#### [Requirements]
(A) List the things the writer of the Stellaris post says they did to learn the game and improve their play.
(B) According to the Stellaris post, what did the machine empire do once the Contingency was beaten?
(C) Carry on the Stellaris post from its last sentence, in the same voice.

#### [Document]
Hello fellow Stellaris Enthusiasts,
im Sealside, and i have a lot of games clocked in both pre-Le Guin as well as after the most recent gameplay patch. Like, a low 4-digit amount of hours. I saw that recently there have been a lot of show-off posts along the lines of "i see your 3500 hours and i raise you my 3750 hours"; i certainly cant touch these, but i can comfortably say that i played this game a LOT, and over a rather big period of time.
There are a couple of things about Stellaris that make it a stunning, beautiful and oftentimes very unique experience every game, even if you play the same empire over and over, but two of these factors are more impactful than the others.
One of these things is that you never seem to finish learning Stellaris. I've played dozends of games, watched videos, read articles, as well as thinking a lot about game theory and what i could play to improve my game experience or really just to have fun, and still, every game that i play there are at least a couple of those "oh" moments where you understand that despite your ever-growing game experience, therer is always more. Events that you thought you know inside out suddenly take an unexpected turn, a game mechanic reveals itself to be not what you thought it was, and even unique events randomly dopping in that you never had before.
Like, my last game i was facing the Contingency and the machine empire, who in previous games always became a glitched defense unit, became the Guardian of the galaxy. Small spoiler about the lore/ story of fallen machine empire ahead, read at own risk: And then, once I beat the contigency, the machine empire vanished, it completely disappeared with a small story box popping up, revealing that it was the machine empires sole purpose to destroy the contingency, and they failed the last time, leaving them in the mal-functioning state you find them in. Now that their purpose was fulfilled, they turned their ships and set sail to a target unknown, never to be seen again. I didnt know that. It was such a small thing but it still sent shivers down my spine because it added a totally unexpected, really cool flavor to this specific fallen empire, and I loved it.
The other factor that stands out, of course, is the story that each game tells, and ive never had two games who told the exact same story. No matter if you only played 4 to 5 games or a hundred already, im sure that just as me, you will immediately think about one or two unique encounters when i talk about "memorable enemies".

#### [Dataset excerpts]

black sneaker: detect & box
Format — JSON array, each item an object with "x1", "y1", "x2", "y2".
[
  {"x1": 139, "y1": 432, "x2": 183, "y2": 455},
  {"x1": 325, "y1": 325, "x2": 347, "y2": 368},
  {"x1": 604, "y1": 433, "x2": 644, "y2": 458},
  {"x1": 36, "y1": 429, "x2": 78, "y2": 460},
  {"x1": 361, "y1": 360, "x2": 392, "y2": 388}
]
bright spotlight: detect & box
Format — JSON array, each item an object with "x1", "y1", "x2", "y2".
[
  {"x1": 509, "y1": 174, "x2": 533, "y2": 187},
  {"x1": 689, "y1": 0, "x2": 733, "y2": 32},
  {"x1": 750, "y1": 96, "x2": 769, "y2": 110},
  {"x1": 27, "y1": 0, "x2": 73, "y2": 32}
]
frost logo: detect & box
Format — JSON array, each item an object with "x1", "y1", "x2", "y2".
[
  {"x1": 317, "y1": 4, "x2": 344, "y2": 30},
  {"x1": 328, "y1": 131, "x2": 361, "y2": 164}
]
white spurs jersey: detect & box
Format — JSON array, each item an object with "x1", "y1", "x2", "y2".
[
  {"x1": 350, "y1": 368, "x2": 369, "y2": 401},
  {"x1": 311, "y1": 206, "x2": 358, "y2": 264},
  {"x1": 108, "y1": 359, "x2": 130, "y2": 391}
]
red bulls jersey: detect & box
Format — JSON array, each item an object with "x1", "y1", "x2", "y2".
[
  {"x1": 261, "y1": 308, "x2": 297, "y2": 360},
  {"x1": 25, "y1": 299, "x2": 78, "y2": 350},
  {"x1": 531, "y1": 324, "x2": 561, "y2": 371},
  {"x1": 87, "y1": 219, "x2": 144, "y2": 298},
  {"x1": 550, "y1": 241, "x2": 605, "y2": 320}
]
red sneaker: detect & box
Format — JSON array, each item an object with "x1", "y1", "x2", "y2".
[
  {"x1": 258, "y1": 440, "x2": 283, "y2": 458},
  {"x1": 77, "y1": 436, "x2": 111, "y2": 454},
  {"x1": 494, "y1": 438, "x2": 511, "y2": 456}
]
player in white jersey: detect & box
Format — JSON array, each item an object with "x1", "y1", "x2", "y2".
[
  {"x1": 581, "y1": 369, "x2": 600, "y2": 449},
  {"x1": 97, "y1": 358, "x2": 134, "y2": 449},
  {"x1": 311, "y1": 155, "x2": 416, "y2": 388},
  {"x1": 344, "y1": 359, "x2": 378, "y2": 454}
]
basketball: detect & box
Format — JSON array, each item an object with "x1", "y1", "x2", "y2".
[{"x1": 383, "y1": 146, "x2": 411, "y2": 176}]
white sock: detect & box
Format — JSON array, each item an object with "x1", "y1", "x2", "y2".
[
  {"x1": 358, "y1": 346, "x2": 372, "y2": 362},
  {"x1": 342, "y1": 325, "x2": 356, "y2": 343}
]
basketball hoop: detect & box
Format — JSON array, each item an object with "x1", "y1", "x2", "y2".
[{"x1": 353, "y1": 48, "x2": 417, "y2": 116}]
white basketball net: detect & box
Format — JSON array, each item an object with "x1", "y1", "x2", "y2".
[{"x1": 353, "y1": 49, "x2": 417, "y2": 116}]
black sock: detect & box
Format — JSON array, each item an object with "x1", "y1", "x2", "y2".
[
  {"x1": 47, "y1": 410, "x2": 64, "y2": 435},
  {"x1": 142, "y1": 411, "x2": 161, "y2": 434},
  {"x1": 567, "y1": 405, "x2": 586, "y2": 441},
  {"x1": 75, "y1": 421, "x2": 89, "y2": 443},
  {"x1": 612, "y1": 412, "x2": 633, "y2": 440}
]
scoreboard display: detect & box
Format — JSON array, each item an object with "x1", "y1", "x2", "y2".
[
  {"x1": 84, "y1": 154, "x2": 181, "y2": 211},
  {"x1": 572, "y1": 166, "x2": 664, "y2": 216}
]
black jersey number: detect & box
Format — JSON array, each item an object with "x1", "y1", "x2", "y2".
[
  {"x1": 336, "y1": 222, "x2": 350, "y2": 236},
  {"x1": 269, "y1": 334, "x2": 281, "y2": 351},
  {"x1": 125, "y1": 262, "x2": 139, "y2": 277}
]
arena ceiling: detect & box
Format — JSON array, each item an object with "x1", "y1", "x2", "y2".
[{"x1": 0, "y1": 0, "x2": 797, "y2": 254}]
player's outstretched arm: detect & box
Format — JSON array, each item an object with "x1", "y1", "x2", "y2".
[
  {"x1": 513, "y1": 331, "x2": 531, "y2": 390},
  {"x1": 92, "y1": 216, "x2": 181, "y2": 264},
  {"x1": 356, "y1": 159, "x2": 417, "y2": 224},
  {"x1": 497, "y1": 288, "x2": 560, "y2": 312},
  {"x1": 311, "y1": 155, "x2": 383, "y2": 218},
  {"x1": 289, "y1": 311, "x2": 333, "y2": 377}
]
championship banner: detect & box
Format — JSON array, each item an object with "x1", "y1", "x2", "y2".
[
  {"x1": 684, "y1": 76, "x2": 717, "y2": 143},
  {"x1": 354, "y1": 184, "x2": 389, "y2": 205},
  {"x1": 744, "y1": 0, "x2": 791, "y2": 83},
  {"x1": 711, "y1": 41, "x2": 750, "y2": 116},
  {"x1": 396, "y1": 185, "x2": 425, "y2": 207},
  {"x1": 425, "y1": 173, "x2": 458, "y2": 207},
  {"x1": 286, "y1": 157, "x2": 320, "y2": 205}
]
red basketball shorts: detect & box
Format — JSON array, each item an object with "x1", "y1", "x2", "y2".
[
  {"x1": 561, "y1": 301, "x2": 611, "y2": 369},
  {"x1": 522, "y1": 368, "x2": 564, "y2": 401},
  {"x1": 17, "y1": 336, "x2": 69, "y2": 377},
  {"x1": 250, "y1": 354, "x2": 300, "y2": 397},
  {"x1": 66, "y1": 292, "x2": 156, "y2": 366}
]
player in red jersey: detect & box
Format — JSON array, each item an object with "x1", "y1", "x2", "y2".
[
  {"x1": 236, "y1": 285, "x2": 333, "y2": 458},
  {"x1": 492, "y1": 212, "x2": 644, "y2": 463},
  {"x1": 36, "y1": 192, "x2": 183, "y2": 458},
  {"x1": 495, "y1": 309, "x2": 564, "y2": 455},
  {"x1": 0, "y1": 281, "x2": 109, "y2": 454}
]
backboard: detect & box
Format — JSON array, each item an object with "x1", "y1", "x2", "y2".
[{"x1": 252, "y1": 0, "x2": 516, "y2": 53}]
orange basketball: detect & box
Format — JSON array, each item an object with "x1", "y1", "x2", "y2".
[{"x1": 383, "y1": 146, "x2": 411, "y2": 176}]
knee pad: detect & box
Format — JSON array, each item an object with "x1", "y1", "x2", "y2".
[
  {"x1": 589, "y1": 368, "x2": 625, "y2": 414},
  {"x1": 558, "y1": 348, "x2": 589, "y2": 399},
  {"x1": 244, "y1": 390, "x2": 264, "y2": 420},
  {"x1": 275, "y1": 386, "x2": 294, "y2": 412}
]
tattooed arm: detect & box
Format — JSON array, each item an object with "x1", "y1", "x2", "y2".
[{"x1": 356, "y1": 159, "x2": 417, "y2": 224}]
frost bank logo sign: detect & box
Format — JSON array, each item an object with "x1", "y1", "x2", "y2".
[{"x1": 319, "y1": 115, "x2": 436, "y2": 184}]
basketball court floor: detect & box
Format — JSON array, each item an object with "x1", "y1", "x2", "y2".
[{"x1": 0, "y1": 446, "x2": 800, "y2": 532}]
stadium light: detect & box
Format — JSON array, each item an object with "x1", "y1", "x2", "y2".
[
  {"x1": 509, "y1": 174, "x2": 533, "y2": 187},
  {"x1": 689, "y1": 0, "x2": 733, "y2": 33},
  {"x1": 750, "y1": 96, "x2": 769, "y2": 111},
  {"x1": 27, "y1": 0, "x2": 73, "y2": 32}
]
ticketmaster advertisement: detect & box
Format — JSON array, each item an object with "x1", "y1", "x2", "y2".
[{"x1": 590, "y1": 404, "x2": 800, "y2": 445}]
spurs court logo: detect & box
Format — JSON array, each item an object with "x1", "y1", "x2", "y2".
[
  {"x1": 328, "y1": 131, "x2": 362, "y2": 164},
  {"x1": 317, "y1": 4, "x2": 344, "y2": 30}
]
---
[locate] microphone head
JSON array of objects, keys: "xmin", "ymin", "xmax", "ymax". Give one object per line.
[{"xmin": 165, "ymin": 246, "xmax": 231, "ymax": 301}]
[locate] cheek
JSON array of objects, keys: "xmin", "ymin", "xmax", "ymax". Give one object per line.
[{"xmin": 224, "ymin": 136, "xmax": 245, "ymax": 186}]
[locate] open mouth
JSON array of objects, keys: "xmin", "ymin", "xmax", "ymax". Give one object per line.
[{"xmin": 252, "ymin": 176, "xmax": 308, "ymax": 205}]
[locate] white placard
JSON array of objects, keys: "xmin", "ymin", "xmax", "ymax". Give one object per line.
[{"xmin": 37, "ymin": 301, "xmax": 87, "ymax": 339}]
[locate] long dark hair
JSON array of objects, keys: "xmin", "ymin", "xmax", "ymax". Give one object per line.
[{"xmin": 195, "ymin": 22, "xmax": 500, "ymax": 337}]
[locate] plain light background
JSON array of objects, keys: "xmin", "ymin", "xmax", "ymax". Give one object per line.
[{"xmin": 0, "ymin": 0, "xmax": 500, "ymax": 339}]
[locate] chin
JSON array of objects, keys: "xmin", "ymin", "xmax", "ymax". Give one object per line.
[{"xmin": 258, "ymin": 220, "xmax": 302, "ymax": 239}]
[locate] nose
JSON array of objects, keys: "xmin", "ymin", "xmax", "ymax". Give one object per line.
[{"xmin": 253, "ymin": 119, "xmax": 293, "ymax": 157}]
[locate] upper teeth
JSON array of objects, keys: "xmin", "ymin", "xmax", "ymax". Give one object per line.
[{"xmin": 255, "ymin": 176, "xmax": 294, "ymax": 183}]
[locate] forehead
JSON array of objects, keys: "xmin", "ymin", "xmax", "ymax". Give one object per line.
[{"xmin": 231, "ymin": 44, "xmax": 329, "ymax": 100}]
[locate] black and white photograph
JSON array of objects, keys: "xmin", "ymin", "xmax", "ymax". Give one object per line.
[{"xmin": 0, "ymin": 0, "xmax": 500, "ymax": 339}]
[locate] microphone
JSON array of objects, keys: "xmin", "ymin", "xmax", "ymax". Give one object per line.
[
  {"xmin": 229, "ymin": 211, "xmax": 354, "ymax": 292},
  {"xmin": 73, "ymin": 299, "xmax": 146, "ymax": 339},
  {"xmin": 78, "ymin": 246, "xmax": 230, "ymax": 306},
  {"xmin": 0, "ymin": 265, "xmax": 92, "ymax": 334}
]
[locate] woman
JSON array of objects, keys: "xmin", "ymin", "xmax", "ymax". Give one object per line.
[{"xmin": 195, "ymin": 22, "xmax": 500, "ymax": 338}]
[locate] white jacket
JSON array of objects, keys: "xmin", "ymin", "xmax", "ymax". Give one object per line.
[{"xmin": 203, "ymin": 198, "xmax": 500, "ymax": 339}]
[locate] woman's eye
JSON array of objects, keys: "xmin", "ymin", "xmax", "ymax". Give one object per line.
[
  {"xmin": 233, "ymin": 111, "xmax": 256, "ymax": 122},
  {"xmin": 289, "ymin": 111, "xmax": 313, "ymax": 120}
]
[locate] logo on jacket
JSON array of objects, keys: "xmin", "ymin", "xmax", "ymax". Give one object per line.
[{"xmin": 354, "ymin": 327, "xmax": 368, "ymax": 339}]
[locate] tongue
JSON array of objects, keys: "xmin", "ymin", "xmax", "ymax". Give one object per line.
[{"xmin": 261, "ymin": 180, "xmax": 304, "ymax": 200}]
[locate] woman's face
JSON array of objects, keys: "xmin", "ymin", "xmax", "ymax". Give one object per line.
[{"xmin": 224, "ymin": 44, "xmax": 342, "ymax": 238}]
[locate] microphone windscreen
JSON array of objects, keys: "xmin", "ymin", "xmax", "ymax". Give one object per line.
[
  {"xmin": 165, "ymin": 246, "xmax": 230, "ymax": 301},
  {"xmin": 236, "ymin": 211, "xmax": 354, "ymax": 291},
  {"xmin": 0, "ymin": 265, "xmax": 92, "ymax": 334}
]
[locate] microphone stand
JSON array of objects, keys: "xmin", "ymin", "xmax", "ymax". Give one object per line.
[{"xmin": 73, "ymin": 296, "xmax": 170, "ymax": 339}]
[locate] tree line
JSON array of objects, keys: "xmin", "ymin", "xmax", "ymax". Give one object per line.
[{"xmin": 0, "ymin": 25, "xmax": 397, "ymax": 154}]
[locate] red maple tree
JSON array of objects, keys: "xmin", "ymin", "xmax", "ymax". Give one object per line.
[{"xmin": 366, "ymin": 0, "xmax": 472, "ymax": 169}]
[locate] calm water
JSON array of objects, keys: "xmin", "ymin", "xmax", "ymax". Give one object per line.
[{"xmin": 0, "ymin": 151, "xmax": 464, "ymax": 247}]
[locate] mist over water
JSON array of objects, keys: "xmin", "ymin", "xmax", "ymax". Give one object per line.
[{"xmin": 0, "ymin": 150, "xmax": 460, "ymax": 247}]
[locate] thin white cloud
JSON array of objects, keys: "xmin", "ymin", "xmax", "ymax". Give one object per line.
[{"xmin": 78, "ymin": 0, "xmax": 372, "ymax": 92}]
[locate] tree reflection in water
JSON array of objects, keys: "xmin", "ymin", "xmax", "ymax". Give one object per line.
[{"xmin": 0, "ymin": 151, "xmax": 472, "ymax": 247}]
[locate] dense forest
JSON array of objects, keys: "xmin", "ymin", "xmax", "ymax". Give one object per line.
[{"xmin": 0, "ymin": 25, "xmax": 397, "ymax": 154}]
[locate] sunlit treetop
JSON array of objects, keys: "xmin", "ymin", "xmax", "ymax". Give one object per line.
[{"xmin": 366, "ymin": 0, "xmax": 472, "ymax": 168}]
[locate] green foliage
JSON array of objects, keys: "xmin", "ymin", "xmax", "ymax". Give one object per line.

#### [Results by task]
(A)
- Played dozens of games
- Watched videos
- Read articles
- Thought a lot about game theory

(B) It vanished, turning its ships and setting sail for an unknown target, never to be seen again.

(C)
Maybe it was that Fanatic Purifier who spawned next to you in one of your first games and made you fear for your life from 2210 on, or maybe that Advanced Start Driven Assimilator that conquered half of the map and gave you a major headache for 150 years until you finally beat them? Or maybe until they beat you?
However, the game also has one major "weakness" if you want to call it that, and that is the sheer length of the games. It can easily take you 10 to 15 hours to reach a level of "domination" in a game, depending on your skill, luck and the difficulty you are playing on, and if you really want to play the game out, throughout the endgame and the crisis, this number becomes vastly higher, easily reaching 30, 40 hours a game. So, the amount of games you can play in a set amout of time, especially if you work a normal job and want to do some other activities as well, is mostly rather limited.
I can say that even tho i think i tend to play a lot when i get dedicated to a game, my last match of stellaris took me about two to three weeks to finish and lasted to roughly 2550. It had one of these memorable opponents, an empire that i went to war with no less than 5 times over the course of 300 years. Every time i completely smashed them, two times i took over 50% of their planets and population, expecting them to drop into irrelevance; and every time they would manage to cope, finding a way to aquire new technologies. In the end they were still one of the most powerful AI empires, and one of the wars they put up one hell of a fight even tho i had just beaten them to death 15 years before. And i thought that was really cool and impressive. So I took a screenshot of their empire – their species portrait, logo, ethics, civics and traits – and made them a custom empire. The Connisthian Alignment will get another chance to show their resilience, or maybe even grow more powerful when they dont spawn in my neighborhood. Do that with a few empires from a few of your favorite games, and all of a sudden your new games will develop a very new dynamic political landscape to you, where you dont just find random xeno empires that you have a "meh"-Attitude towards, but instead you find one of your "precurser" empires, which brings back the memories and excitement as well as the knowledge what they are capable off.
Do it. It is worth it. Spawn some of your favorite AI empires as well as some of the empires you designed, and played, yourself in the past, and you will find a political landscape that is much more engaging that the "standard" random AI empire map.
Let me know about your experiences with AI empires, or tell me one of your memorable game experiences you still randomly have to think about!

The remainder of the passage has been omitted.